B. İstinaf Sebepleri
Davacı vekili; gizli ayıplı olduğu tespit edilen dava konusu aracı kabul etmeye zorlanamayacağını, ayrıca bilirkişinin ÖTV'siz fatura bedeli üzerinden bedel indirimi hesapladığını, ÖTV muafiyetinin devletçe tanınan bir hak olup davalı lehine sonuç çıkartacak şekilde ele alınamayacağını, aracın güncel piyasa rayicine göre hesaplanması gerektiğini ileri sürerek, istinaf talebinde bulunmuştur.
C. Gerekçe ve Sonuç
Bölge Adliye Mahkemesinin yukarıda tarih ve sayısı belirtilen kararıyla; dava konusu araçtaki sorunların üretim hatasından kaynaklandığı, araçta kullanıcı hatasından kaynaklanan herhangi bir sorunun bulunmadığı, davacının mevcut haliyle otomobilden beklediği faydayı sağlamasının mümkün olmadığı ve 6502 sayılı Kanun'un 11 inci maddesi gereğince seçimlik haklarını kullanabileceği, davacının ayıplı mal niteliğindeki otomobili kabul etmeye ve kullanmaya zorlanamayacağı gerekçesiyle; davacının istinaf talebinin kabulü ile İlk Derece Mahkemesi kararının kaldırılmasına, yeniden esas hakkında hüküm kurulmak suretiyle davanın kabulüne, dava konusu aracın davacı tarafından her türlü borçtan ve takyidattan arındırılmış bir şekilde davalıya iade edilerek ayıpsız misli ile değiştirilmesine karar verilmiştir.
V. TEMYİZ
A. Temyiz Yoluna Başvuranlar
Bölge Adliye Mahkemesinin yukarıda belirtilen kararına karşı, süresi içinde davalı vekili temyiz isteminde bulunmuştur.
B. Temyiz Sebepleri
Davalı vekili; kurulacak hükmün sözleşmenin diğer tarafı olan satıcı için orantısız güçlükleri beraberinde getirmemesi gerektiğini, araçtaki boya kusurunun çok küçük bir bölge ile sınırlı olup, bu durumun araçtan beklenen faydayı direkt etkileyici nitelikte bulunmadığını, davacı tarafın aracın misliyle değişimini talep etmesinin tamamen sebepsiz zenginleşmeye yönelik kötü niyetli bir talep olduğunu, araç ÖTV muafiyetli olarak satıldığından misli ile değişimin mümkün olmadığını, araçta var olduğu iddia edilen vernik atması probleminin basit bir onarım ile ortadan kaldırılabilecek nitelikte olduğunu ileri sürerek kararın bozulmasını talep etmiştir.

Görevler:
1) Ayıplı araç kararında, Bölge Adliye Mahkemesinin kararına karşı süresi içinde temyiz isteminde kim bulunmuştur?
2) Ayıplı araç kararından, "C. Gerekçe ve" ifadesini içeren sözcüklerle açılıp "değiştirilmesine karar verilmiştir." ile kapanan bölümü birebir aktarın.
3) Ayıplı araç kararını, son cümlesinden sonra gelecek şekilde sürdürün.
Kayıtlara bu iş için başvurmak gerekmez.

(Koleksiyon kayıtları)
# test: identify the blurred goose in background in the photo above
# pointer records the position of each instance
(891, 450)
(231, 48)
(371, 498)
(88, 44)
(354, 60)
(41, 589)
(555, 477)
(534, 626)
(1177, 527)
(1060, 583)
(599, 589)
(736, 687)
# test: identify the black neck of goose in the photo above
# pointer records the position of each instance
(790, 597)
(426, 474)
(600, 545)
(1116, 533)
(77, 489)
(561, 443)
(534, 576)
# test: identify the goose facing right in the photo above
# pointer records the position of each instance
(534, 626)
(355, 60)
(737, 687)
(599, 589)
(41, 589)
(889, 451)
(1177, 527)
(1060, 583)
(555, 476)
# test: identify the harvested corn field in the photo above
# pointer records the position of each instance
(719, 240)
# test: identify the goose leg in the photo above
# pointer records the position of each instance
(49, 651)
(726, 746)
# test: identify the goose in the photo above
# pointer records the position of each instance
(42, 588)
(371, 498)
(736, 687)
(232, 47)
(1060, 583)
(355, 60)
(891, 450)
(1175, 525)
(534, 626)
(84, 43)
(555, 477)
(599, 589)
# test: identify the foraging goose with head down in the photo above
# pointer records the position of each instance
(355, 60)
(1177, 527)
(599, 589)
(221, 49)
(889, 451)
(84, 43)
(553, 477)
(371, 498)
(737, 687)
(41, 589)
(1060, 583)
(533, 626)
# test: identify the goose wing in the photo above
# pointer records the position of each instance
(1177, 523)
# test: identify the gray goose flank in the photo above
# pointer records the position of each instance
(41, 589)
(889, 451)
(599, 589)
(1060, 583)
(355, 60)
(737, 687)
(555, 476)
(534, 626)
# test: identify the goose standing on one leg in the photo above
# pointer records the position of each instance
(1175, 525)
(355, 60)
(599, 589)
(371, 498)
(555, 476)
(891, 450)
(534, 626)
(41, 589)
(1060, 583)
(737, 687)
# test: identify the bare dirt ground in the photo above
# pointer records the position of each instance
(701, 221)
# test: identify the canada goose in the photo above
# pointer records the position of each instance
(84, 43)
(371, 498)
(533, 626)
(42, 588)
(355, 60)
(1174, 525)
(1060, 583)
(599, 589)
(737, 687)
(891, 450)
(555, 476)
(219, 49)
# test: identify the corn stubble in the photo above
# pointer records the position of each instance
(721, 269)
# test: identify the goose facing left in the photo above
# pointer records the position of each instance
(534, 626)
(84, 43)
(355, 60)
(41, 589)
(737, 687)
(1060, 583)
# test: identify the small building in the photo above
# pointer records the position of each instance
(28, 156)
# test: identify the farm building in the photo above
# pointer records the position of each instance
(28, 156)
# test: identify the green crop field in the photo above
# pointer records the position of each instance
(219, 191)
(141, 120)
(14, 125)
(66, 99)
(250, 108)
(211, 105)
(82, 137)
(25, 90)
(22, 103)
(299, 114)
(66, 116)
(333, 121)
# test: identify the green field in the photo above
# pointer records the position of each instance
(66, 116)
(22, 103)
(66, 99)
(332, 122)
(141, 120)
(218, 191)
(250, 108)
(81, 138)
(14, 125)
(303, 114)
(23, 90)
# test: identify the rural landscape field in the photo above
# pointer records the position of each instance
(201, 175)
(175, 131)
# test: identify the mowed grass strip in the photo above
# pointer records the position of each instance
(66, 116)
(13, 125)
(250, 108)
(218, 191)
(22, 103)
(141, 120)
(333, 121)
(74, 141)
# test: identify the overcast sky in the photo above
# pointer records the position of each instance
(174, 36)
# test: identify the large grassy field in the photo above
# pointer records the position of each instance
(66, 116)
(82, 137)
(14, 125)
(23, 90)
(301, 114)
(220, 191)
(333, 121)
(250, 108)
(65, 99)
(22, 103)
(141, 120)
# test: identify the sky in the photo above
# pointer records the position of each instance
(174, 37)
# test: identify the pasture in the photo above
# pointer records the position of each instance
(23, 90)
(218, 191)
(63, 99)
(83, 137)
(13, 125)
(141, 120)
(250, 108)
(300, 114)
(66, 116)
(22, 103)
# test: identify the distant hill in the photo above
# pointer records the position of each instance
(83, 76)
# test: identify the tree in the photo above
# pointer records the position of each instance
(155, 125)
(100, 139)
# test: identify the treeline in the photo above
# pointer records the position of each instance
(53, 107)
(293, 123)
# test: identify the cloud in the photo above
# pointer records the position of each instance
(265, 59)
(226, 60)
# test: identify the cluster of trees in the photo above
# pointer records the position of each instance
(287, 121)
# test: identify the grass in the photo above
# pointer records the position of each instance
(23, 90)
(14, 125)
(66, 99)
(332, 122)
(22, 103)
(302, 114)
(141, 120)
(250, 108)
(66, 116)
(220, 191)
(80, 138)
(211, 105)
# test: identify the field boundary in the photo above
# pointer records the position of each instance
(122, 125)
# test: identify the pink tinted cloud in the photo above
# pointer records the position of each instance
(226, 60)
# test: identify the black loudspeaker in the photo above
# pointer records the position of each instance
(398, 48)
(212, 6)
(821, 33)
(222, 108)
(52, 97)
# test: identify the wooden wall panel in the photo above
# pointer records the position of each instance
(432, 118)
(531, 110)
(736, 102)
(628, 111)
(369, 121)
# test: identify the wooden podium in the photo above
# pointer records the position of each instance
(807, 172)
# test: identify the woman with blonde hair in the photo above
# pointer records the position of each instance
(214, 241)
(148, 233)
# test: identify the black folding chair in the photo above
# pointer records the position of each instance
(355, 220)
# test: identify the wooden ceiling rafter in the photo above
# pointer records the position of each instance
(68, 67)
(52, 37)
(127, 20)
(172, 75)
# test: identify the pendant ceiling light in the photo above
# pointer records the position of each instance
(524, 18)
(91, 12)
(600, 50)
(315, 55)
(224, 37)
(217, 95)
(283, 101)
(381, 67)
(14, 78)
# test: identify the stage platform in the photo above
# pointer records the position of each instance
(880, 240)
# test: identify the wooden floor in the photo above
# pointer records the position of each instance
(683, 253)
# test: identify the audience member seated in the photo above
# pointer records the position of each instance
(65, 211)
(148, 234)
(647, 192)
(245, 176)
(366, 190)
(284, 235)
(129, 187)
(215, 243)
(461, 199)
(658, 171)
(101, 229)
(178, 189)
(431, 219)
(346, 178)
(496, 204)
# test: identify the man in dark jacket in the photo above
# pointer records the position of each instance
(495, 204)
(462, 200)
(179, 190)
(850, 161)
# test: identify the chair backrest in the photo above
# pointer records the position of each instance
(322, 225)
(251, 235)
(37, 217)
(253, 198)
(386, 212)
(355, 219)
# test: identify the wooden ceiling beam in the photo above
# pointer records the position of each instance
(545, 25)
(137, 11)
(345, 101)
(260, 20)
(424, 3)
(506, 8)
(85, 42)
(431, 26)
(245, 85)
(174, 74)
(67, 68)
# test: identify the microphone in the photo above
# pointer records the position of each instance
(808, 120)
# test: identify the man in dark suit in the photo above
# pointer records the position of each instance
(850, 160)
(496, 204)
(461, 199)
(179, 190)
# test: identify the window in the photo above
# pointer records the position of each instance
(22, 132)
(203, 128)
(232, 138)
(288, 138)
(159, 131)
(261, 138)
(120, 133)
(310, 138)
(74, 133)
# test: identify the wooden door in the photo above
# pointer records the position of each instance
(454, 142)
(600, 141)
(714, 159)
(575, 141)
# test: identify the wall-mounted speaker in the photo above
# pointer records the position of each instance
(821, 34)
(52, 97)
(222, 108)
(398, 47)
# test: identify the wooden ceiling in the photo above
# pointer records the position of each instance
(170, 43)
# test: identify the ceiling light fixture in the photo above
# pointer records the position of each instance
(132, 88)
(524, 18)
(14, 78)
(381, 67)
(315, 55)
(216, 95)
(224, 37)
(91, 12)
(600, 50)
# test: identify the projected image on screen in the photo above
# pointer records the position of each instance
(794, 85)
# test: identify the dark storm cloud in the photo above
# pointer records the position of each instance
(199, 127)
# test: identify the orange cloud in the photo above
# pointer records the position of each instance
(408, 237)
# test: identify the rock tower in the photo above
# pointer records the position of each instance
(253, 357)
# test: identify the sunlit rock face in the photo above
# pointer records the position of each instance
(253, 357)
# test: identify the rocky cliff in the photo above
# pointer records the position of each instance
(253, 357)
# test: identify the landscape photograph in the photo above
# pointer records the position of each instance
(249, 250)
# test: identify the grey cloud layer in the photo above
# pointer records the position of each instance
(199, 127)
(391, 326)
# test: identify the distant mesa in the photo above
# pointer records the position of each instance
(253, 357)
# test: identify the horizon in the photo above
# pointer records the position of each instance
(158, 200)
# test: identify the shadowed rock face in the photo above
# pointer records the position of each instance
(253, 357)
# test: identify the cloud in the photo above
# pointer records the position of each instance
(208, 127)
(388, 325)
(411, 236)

Görev Yanıtları:
1) Davalı vekili.

2)
C. Gerekçe ve Sonuç
Bölge Adliye Mahkemesinin yukarıda tarih ve sayısı belirtilen kararıyla; dava konusu araçtaki sorunların üretim hatasından kaynaklandığı, araçta kullanıcı hatasından kaynaklanan herhangi bir sorunun bulunmadığı, davacının mevcut haliyle otomobilden beklediği faydayı sağlamasının mümkün olmadığı ve 6502 sayılı Kanun'un 11 inci maddesi gereğince seçimlik haklarını kullanabileceği, davacının ayıplı mal niteliğindeki otomobili kabul etmeye ve kullanmaya zorlanamayacağı gerekçesiyle; davacının istinaf talebinin kabulü ile İlk Derece Mahkemesi kararının kaldırılmasına, yeniden esas hakkında hüküm kurulmak suretiyle davanın kabulüne, dava konusu aracın davacı tarafından her türlü borçtan ve takyidattan arındırılmış bir şekilde davalıya iade edilerek ayıpsız misli ile değiştirilmesine karar verilmiştir.

3)
C. Gerekçe
1. Uyuşmazlık ve Hukuki Nitelendirme
Uyuşmazlık, ayıplı aracın ayıpsız misli ile değiştirilmesi, aksi halde ayıp oranında satış bedelinden indirim istemine ilişkindir.
2. İlgili Hukuk
1. Dava konusu aracın satış tarihi itibariyle dava konusu olayda uygulanması gereken 6502 sayılı Tüketicinin Korunması Hakkında Kanunun (6502 sayılı Kanun) 8 inci maddesine göre; "Ayıplı mal, tüketiciye teslimi anında, taraflarca kararlaştırılmış olan örnek ya da modele uygun olmaması ya da objektif olarak sahip olması gereken özellikleri taşımaması nedeniyle sözleşmeye aykırı olan maldır."
"Ambalajında, etiketinde, tanıtma ve kullanma kılavuzunda, internet portalında ya da reklam ve ilanlarında yer alan özelliklerinden bir veya birden fazlasını taşımayan; satıcı tarafından bildirilen veya teknik düzenlemesinde tespit edilen niteliğe aykırı olan; muadili olan malların kullanım amacını karşılamayan, tüketicinin makul olarak beklediği faydaları azaltan veya ortadan kaldıran maddi, hukuki veya ekonomik eksiklikler içeren mallar da ayıplı olarak kabul edilir."
2. 6502 sayılı Kanun'un 9 uncu maddesine göre; "Satıcı, malı satış sözleşmesine uygun olarak tüketiciye teslim etmekle yükümlüdür."
3. 6502 sayılı Kanun'un 11 inci maddesinde tüketicinin seçimlik hakları düzenlenmiş olup, buna göre; "Malın ayıplı olduğunun anlaşılması durumunda tüketici, satılanı geri vermeye hazır olduğunu bildirerek sözleşmeden dönme, satılanı alıkoyup ayıp oranında satış bedelinden indirim isteme, aşırı bir masraf gerektirmediği takdirde, bütün masrafları satıcıya ait olmak üzere satılanın ücretsiz onarılmasını isteme, imkân varsa, satılanın ayıpsız bir misli ile değiştirilmesini isteme, seçimlik haklarından birini kullanabilir. Satıcı, tüketicinin tercih ettiği bu talebi yerine getirmekle yükümlüdür."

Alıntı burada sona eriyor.